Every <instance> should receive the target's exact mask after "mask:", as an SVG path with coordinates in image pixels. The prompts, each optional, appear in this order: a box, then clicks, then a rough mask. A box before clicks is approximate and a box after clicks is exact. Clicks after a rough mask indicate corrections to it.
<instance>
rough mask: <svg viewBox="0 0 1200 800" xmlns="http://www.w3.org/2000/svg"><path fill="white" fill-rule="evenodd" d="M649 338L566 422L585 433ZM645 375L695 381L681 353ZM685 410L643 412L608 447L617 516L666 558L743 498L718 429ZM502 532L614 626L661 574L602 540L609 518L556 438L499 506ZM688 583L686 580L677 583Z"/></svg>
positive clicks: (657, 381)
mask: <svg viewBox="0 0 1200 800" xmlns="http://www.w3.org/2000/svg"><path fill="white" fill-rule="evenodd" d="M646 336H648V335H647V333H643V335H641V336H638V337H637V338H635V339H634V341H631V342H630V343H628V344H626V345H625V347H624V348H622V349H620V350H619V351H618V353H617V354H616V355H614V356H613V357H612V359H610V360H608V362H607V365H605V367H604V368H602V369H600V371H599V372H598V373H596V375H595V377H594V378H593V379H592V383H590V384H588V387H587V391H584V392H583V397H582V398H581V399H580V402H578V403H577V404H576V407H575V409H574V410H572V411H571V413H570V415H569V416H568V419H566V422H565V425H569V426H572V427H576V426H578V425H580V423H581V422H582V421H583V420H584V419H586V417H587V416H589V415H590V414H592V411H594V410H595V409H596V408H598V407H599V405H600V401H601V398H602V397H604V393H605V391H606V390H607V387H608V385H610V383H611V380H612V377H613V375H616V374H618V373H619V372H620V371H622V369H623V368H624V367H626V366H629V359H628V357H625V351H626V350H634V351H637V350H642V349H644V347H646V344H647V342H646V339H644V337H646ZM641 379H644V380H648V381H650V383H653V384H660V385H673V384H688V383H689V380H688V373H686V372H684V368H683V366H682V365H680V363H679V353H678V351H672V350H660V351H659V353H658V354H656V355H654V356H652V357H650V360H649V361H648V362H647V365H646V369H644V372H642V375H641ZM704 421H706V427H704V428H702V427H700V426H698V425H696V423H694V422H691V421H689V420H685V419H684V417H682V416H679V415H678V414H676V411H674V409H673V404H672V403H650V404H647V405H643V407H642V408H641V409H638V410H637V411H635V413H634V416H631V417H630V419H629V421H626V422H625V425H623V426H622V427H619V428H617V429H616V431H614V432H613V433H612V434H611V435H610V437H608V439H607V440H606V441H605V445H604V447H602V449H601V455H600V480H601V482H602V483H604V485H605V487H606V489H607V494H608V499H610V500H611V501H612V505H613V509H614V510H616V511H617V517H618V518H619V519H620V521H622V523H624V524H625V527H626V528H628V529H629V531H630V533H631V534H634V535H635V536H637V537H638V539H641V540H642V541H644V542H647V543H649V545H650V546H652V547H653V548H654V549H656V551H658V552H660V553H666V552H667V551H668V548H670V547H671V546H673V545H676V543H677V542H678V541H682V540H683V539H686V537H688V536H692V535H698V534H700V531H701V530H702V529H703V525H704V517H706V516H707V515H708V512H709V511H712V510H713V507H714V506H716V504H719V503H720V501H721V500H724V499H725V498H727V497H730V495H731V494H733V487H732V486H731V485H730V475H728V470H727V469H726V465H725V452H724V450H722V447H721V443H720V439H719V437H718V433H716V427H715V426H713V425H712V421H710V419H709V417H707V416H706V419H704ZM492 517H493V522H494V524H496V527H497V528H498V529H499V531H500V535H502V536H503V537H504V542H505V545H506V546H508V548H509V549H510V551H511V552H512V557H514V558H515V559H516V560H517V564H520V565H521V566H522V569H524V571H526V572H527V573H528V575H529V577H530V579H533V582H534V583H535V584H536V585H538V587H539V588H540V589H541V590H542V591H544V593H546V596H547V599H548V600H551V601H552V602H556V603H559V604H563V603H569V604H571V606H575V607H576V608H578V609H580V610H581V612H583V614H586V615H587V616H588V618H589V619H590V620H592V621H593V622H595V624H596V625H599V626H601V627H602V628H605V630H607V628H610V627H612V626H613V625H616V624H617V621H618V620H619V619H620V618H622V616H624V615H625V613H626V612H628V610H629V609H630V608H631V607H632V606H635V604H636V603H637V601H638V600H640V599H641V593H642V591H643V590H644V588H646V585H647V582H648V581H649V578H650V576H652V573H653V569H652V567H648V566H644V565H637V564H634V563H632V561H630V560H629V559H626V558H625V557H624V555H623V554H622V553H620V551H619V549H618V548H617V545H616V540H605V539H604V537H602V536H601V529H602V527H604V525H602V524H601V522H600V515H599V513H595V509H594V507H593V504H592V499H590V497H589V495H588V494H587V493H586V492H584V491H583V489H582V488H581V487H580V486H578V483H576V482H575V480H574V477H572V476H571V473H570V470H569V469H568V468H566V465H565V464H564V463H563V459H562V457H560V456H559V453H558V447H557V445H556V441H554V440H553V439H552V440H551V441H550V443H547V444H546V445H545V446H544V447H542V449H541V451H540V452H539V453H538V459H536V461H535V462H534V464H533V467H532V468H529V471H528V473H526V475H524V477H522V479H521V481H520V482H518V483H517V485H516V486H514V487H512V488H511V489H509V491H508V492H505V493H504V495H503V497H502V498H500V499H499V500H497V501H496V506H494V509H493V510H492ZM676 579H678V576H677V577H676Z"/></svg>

──────────────────────────────

[Exercise prompt] Filter the listing above for the string "instance" and copy every matching line.

[Task result]
Every <instance> should receive the target's exact mask after "mask:", as an SVG path with coordinates in image pixels. The prompts, each optional, appear in this order: a box, then clicks, then a rough mask. A box before clicks is approximate and a box after clicks is exact. Clicks after a rough mask indicate corrections to it.
<instance>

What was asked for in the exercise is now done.